Data items:
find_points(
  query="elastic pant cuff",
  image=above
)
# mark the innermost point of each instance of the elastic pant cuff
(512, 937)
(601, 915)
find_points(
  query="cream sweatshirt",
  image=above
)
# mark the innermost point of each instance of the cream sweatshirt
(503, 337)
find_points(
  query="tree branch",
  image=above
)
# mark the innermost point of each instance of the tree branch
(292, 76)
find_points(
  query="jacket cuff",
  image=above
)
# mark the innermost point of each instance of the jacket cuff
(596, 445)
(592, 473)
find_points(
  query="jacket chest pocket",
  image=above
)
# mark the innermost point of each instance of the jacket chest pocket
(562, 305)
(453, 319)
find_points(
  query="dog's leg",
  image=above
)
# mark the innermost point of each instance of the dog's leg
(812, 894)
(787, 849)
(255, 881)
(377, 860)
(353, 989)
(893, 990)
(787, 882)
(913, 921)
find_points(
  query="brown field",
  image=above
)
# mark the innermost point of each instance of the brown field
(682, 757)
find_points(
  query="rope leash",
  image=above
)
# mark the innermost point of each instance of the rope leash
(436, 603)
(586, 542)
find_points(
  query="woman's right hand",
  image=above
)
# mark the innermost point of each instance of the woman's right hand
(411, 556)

Your objective: Count the lines in the rows above that contain the word "tree". Give only the number.

Result below: 2